- _WHAT YOU SHOULD DO_
Scan the entries for lines with the word "blue" and copy those lines.

[Excerpts from a dataset]

>>>

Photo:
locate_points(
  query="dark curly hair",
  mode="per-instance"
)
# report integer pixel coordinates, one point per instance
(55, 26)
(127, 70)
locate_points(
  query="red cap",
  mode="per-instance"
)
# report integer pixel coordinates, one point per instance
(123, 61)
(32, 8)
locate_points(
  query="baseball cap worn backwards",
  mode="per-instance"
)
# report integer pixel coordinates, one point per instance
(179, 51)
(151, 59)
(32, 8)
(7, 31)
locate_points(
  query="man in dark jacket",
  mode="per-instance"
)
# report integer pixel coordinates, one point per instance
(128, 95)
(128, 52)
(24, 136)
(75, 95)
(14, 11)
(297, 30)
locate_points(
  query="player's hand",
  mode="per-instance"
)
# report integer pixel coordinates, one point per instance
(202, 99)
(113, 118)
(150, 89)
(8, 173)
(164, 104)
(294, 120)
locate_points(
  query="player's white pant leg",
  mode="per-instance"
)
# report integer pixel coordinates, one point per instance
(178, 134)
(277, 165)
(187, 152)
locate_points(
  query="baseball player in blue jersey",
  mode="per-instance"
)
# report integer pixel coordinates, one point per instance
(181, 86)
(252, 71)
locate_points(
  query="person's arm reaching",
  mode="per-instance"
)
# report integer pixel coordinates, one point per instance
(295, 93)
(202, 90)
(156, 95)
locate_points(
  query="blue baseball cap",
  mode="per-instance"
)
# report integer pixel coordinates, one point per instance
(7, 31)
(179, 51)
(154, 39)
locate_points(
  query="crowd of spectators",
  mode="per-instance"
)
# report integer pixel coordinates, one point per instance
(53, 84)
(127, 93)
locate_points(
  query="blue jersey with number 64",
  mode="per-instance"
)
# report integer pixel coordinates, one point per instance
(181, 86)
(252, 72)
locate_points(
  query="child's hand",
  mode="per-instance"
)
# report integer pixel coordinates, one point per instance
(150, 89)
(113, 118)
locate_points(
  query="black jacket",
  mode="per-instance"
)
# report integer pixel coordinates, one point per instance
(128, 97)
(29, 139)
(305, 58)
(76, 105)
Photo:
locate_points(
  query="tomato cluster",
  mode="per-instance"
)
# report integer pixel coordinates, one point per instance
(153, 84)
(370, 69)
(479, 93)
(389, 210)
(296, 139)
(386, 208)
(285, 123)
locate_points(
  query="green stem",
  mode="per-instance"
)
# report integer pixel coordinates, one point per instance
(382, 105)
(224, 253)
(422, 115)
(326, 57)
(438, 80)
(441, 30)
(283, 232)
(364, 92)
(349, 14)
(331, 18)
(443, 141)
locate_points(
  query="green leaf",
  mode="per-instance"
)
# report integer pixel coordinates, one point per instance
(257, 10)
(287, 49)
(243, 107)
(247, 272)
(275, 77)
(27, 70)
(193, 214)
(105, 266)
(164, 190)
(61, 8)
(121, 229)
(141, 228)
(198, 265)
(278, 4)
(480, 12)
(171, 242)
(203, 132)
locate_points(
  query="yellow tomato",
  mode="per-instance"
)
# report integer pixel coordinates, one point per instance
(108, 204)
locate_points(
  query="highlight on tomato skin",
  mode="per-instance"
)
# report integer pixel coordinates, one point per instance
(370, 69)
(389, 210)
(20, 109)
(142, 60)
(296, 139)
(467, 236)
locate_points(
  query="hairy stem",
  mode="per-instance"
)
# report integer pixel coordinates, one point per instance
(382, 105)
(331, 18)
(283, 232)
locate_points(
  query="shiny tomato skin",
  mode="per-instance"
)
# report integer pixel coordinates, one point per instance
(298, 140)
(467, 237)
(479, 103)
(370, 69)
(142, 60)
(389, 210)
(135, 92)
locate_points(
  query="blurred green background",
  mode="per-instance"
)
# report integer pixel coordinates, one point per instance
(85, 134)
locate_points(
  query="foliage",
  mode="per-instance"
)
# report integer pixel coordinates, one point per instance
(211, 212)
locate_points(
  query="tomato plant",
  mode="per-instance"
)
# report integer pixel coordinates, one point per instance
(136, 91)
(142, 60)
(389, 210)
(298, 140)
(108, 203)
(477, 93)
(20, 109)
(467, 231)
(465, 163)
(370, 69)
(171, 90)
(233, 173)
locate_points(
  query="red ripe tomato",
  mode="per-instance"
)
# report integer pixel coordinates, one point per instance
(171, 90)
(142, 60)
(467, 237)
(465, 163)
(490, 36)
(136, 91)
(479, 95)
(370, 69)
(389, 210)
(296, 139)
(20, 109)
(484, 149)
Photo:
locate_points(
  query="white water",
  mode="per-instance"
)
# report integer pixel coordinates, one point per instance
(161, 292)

<<<

- _TASK ANSWER_
  query="baseball player in blue jersey",
  query="blue baseball cap",
  query="blue jersey with number 64",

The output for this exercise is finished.